===== Excerpted passage =====
Stroke kills almost 130,000 of the 800,000 Americans who die of cardiovascular disease each year—that’s 1 out of every 19 deaths from all causes.

More than 795,000 people have a stroke each year in the United States. Of those:

  • 610,000 of those are first or new strokes.
  • 185,000 or nearly 1 of 4 are recurrent strokes.
  • About 25% die at the time of the stroke event or soon after.
  • 15%–30% remain permanently disabled and their families live with the disabling effects of stroke.
  • Total annual stroke costs to the nation are about $38.6 billion.
  • Transport of stroke patients to the hospital results in faster treatment, yet one-third of stroke patients do not call 9-1-1 and use EMS to get to the hospital.
  • Gaps remain in the quality of care provided to acute stroke patients.

Mission and Description

The CDC was directed by the U.S. Congress in 2001 to implement state-based registries to measure and track acute stroke care to improve the quality of that care. Congress also named this the Paul Coverdell National Acute Stroke Registry (PCNASR) in memory of Senator Paul Coverdell of Georgia, who died of a stroke in 2000 while serving in the U.S. Congress. In 2012, as the registry expanded to include more activities, CDC changed the name of the cooperative agreement to the Paul Coverdell National Acute Stroke Program. As of July 2015, CDC is funding 9 states through the Paul Coverdell National Acute Stroke Program. This cooperative agreement is for a 5-year period, pending availability of resources.
===== Source material =====
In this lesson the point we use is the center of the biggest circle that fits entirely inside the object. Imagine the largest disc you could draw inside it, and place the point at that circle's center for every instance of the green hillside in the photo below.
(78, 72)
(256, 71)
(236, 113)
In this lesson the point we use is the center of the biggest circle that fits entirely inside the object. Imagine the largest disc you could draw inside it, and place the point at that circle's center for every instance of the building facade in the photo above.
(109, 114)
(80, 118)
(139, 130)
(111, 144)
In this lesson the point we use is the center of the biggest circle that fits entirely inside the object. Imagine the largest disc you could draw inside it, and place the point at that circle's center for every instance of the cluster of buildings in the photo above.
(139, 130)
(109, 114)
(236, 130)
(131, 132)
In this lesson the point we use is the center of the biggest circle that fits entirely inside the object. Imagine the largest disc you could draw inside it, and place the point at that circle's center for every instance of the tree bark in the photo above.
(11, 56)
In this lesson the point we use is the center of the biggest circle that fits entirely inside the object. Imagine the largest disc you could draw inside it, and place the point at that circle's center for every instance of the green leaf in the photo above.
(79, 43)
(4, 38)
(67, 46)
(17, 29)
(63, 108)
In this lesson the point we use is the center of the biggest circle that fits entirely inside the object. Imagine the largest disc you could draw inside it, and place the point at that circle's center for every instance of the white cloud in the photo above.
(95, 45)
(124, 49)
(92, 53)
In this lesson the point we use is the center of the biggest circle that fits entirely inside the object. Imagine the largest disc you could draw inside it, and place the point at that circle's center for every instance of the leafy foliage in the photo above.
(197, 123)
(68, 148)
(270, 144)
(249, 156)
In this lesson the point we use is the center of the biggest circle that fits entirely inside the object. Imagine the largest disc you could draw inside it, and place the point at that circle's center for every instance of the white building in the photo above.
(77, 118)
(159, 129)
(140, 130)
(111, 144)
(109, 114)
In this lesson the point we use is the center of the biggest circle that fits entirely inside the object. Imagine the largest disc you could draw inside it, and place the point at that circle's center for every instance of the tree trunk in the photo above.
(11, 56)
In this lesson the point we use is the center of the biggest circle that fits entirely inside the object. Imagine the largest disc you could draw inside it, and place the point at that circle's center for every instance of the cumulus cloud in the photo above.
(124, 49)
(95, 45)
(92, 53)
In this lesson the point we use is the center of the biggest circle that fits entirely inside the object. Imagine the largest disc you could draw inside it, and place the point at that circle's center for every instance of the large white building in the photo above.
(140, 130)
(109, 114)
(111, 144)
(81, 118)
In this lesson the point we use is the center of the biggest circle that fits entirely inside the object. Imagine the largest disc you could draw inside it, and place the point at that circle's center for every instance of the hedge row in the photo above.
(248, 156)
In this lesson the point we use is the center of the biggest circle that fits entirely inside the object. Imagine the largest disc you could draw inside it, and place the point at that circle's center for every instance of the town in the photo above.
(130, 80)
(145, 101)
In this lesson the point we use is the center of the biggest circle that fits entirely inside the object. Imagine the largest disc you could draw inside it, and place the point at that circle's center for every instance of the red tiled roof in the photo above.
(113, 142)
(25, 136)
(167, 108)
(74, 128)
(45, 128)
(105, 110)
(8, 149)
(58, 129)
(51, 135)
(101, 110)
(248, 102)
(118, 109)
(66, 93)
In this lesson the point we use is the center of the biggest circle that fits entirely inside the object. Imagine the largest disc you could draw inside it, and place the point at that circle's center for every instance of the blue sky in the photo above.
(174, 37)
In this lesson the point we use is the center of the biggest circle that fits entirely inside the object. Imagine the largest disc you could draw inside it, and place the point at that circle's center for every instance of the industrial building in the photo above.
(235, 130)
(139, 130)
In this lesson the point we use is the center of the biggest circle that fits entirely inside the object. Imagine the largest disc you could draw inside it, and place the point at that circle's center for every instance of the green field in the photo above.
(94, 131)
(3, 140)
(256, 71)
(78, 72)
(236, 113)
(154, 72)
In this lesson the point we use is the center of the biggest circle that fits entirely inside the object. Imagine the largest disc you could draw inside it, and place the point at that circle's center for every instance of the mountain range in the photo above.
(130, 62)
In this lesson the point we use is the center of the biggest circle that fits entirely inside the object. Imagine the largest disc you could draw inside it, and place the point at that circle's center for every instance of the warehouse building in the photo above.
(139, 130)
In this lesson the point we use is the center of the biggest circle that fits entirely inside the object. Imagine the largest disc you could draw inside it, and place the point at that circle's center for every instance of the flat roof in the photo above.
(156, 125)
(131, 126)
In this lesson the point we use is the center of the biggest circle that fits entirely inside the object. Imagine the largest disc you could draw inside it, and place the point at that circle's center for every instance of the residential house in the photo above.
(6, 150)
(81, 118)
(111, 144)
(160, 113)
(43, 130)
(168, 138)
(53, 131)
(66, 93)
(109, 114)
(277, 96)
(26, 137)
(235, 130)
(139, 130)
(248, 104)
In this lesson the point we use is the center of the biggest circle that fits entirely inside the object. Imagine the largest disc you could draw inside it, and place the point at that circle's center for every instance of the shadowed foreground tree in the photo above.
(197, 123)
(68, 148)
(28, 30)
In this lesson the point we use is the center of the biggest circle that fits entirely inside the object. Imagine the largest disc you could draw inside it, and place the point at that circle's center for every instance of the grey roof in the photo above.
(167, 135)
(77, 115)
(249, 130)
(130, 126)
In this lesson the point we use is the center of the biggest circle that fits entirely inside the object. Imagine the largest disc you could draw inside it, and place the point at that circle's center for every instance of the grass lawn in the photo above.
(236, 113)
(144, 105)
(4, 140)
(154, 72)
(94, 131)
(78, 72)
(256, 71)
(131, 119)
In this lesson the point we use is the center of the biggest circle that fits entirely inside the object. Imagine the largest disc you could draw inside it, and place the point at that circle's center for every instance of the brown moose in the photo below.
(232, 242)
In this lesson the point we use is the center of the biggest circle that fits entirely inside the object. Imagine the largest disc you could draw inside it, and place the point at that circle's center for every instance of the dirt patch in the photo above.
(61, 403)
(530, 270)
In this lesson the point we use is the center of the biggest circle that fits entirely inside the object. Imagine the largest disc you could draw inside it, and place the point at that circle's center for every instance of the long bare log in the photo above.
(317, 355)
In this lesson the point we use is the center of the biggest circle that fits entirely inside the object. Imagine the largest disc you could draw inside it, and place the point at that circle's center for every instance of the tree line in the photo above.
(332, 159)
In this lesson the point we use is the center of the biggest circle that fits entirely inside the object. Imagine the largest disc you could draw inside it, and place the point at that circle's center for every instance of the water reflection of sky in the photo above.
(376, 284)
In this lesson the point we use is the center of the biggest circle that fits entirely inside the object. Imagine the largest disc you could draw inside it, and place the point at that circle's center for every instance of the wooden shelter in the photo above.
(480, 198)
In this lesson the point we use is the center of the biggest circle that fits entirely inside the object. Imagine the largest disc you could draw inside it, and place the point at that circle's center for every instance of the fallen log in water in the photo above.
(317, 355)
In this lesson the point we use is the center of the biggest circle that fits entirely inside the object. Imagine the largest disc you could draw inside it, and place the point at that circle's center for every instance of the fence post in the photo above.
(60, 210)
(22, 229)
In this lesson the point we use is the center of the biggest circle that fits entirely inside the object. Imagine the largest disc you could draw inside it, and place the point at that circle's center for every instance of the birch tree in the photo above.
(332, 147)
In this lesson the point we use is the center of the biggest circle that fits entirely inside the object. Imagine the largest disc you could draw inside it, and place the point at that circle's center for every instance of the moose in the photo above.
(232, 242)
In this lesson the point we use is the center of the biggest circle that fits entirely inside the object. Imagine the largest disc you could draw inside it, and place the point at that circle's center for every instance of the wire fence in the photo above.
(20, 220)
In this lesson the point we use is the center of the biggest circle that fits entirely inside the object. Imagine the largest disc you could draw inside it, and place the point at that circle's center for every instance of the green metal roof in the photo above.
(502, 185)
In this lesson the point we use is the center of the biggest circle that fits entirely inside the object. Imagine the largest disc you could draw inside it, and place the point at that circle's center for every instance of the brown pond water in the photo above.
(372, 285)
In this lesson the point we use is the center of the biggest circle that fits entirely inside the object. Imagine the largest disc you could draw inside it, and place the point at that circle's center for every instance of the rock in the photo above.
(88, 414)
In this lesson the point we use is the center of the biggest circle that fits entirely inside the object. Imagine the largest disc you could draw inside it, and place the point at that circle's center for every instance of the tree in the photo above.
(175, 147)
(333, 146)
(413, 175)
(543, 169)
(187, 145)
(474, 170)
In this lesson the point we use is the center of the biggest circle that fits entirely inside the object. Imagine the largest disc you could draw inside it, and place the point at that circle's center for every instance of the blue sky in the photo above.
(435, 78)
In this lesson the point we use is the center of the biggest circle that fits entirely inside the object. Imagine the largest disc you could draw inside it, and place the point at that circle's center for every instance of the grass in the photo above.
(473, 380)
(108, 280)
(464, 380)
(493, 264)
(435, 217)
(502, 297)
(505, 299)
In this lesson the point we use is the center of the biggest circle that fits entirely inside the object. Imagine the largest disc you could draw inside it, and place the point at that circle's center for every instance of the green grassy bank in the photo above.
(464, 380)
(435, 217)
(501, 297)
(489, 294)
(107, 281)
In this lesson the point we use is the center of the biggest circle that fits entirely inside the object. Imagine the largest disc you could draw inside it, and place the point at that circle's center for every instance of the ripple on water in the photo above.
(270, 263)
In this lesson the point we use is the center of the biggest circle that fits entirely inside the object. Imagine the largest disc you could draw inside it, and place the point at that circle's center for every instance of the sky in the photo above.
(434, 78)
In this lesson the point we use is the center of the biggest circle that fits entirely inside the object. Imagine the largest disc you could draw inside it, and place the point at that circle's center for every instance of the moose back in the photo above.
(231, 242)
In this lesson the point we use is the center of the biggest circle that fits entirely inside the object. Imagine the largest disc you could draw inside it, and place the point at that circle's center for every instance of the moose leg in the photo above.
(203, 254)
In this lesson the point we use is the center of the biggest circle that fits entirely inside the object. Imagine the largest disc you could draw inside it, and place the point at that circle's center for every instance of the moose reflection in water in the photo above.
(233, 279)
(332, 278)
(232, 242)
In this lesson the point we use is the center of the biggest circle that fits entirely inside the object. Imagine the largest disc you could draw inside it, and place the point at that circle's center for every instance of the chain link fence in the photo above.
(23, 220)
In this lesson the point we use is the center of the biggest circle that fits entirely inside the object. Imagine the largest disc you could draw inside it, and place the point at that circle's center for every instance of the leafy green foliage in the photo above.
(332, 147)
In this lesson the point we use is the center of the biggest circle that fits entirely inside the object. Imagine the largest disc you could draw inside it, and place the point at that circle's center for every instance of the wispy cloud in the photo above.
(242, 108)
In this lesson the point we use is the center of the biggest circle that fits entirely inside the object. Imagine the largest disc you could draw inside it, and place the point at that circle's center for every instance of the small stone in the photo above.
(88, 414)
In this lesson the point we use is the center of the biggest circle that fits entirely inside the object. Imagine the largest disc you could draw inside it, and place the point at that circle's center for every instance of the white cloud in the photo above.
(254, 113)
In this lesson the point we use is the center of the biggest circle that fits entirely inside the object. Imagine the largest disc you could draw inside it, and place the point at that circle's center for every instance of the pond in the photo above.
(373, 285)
=====
• Check your understanding:
A. Answer these questions from the passage on stroke:
(i) How many of the strokes that occur each year in the United States are recurrent strokes?
(ii) In what year did the U.S. Congress direct the CDC to implement state-based registries for acute stroke care?
(iii) As of July 2015, how many states was the CDC funding through the Paul Coverdell National Acute Stroke Program?
B. Continue the passage on stroke and the Coverdell program after its last sentence.
The passage on stroke can be used without the records.

• List of answers:
A.
(i) 185,000, or nearly 1 of 4.
(ii) 2001.
(iii) 9 states.

B.
CDC has provided funding and technical assistance to states to develop, implement, and enhance systems for collecting data on patients experiencing an acute stroke, to help analyze these data, and to use those results to guide quality improvement interventions for acute stroke care. From 2005 through mid-2015 more than 550,000 patients benefitted from hospital participation in the PCNASP.

The mission of the PCNASP is—

  • Measure, track, and improve the quality of care and access to care for stroke patients from onset of stroke symptoms through rehabilitation and recovery.
  • Decrease rate of premature death and disability from stroke.
  • Eliminate disparities in care.
  • Support the comprehensive stroke system across the continuum of care.
  • Improve access to rehabilitation and opportunities for recovery after stroke.
  • Increase the workforce capacity and scientific knowledge of stroke care within stroke systems of care.

The near-term goals of the PCNASP are to—

  • Encourage the development of statewide systems of care for stroke patients through coordination with emergency medical services and collaboration among statewide partners.
  • Communicate with major stakeholders in stroke care to ensure ongoing improvement in the quality of that care.

The long-term goal of this program is to ensure that all Americans receive the highest quality of acute stroke care currently available and to reduce the number of untimely deaths attributable to stroke, prevent stroke-related disability, and prevent stroke patients from suffering recurrent strokes.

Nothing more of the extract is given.